◆ SELECTED TEXT:
In the episode I reviewed, Joe and Shelly are parents of two little tykes and they’re looking for a log home with off-the-grid potential and close to the Aurora Borealis. (He’s a photographer who specializes in shots of the Borealis. Tough job but someone’s got to do it.) Housing prices for the three options they considered ranged from $449,000 to $695,000—so no rock-bottom deals for real estate hunters here.

One of the features I liked most about the show were the tidbits of information that pop up during your voyeuristic tour of the couple’s house hunting. For instance, did you know the Yukon is home to the Great Klondike International Outhouse Race. Yeah. You read right: That’s an outhouse on wheels racing other outhouses. It’s billed a one-of-a-kind event and I believe it!

Yukon for Sale airs on Saturdays at 9 p.m. EST on Corus Entertainment (CMT) channels. Unfortunately, the premier goes up against Stanley Cup NHL Finals—it’ll be tough to rip Canadians away from their beloved sport that night—and against HGTV’s Income Property. But for a unique real estate perspective—and to learn fascinating tips, like install a metal roof so the slides down instead of an asphalt roof where you have to shovel the snow off—tune into Yukon for Sale.

8 quirky questions Yukon buyers ask realtors

#1. How do we get water?

Outside of the capital city of Whitehorse many home owners are responsible for supplying their own water. There are three ways this can be done: (1) drill a well on the property, (2) pick up water from the local fire station and fill a holding tank on the property that connects to the home’s plumbing, (3) pay to have water delivered by a third party company.

#2. Is there cell service?

No matter what direction, if a person travels more than 30 minutes outside of Whitehorse or Dawson City they will lose cellphone reception. Anyone living outside of these two major cities must have a landline to stay connected.

#3. Is there wood heat?

Even if a home has electric heat, most Yukoners prefer a wood stove as a back up heat source. The Yukon is not connected to the nation’s electrical grid—and power outages happen, a lot, often for long stretches at a time. Without back up heat, home owners could freeze, as could their plumbing.

#4. Have there been any bear attacks in the area?

◆ SUPPLIED DATA:
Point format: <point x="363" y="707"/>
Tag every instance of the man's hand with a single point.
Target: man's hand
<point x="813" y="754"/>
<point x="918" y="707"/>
---
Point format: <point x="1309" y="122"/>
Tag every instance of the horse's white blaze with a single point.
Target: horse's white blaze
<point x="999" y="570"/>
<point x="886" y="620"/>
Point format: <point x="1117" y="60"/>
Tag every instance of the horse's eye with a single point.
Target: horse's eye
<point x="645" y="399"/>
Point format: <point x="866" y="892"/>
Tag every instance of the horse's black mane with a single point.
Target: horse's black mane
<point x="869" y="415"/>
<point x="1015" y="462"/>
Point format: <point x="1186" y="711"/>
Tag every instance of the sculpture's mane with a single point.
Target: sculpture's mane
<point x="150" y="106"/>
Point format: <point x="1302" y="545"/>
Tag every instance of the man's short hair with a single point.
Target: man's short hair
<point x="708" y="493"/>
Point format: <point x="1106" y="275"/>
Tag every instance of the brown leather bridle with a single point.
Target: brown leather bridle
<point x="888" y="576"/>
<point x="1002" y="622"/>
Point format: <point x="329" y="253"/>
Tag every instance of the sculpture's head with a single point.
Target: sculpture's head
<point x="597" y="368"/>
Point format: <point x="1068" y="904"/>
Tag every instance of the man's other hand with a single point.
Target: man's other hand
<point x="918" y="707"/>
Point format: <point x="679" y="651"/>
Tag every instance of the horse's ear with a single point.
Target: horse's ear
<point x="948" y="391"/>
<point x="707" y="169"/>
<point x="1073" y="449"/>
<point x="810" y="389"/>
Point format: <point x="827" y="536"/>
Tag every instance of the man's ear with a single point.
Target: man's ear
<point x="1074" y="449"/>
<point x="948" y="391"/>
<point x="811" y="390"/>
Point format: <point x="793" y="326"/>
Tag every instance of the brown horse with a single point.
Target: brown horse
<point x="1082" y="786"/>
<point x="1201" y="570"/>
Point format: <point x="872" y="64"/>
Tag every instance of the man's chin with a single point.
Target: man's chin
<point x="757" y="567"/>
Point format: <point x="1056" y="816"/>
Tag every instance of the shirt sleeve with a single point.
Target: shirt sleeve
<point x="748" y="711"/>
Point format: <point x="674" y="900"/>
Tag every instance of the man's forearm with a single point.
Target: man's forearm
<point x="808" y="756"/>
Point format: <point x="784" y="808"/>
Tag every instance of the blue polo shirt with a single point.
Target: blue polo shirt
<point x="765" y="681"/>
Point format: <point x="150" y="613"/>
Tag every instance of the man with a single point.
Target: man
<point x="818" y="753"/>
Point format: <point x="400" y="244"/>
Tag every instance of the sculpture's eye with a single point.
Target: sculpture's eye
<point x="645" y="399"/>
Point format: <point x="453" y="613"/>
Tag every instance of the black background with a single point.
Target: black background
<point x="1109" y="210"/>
---
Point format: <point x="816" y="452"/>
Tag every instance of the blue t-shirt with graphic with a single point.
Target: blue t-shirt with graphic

◆ WORK REQUEST 1: From the Yukon for Sale piece, repeat the stretch from "Outside of the capital" through "there wood heat?" word for word.
◆ WORK REQUEST 2:
Answer these from the Yukon for Sale piece:
(a) What range of housing prices did the three options in the reviewed episode cover?
(b) On what day and at what time does the show air?
(c) How far outside Whitehorse or Dawson City can a person travel before losing cellphone reception?

◆ TASK RESULT 1:
Outside of the capital city of Whitehorse many home owners are responsible for supplying their own water. There are three ways this can be done: (1) drill a well on the property, (2) pick up water from the local fire station and fill a holding tank on the property that connects to the home’s plumbing, (3) pay to have water delivered by a third party company.

#2. Is there cell service?

No matter what direction, if a person travels more than 30 minutes outside of Whitehorse or Dawson City they will lose cellphone reception. Anyone living outside of these two major cities must have a landline to stay connected.

#3. Is there wood heat?

◆ TASK RESULT 2:
(a) From $449,000 to $695,000.
(b) Saturdays at 9 p.m. EST.
(c) More than 30 minutes, in any direction.